THE PROBLEM:
Extract every line of the entries below that contains the word "outline", and reproduce each such line in full.

-- begin --

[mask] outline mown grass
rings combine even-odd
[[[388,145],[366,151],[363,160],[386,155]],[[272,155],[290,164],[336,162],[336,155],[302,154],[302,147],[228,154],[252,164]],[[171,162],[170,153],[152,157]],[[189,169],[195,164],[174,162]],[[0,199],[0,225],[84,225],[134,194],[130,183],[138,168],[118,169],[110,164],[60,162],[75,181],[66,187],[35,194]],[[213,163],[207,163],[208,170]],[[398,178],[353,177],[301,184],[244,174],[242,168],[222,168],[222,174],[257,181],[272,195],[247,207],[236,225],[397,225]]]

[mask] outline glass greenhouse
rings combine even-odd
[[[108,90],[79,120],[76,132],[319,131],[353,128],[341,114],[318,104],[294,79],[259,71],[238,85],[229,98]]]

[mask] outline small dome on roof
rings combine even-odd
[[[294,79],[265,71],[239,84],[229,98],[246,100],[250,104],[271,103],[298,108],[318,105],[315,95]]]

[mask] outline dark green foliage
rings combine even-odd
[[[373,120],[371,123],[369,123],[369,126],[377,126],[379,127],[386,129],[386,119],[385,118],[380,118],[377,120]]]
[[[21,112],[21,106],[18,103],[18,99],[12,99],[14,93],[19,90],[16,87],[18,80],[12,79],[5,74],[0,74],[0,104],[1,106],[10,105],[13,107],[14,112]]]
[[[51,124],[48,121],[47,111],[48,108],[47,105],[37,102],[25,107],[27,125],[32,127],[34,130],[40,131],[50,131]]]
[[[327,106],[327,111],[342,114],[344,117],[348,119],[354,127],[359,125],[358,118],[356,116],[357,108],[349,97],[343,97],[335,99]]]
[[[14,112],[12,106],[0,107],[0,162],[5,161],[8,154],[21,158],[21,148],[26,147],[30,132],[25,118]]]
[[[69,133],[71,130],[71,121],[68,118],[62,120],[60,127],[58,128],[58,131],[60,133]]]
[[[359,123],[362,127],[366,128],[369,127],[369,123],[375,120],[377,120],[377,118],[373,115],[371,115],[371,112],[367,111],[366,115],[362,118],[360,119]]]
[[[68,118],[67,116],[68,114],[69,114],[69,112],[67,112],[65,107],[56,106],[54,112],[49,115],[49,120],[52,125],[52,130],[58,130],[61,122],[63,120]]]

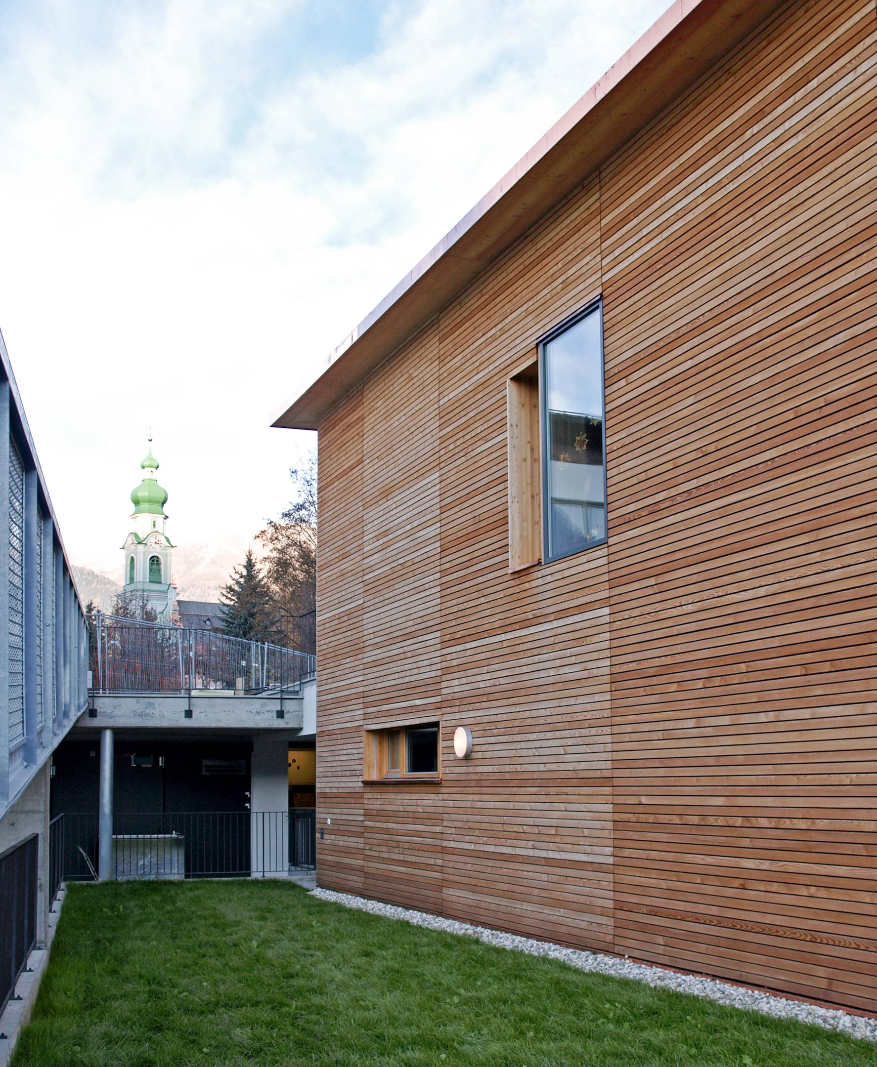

-- end --

FULL ANSWER:
[mask] outline mown grass
[mask] outline glass greenhouse
[mask] outline small dome on roof
[mask] outline dark green foliage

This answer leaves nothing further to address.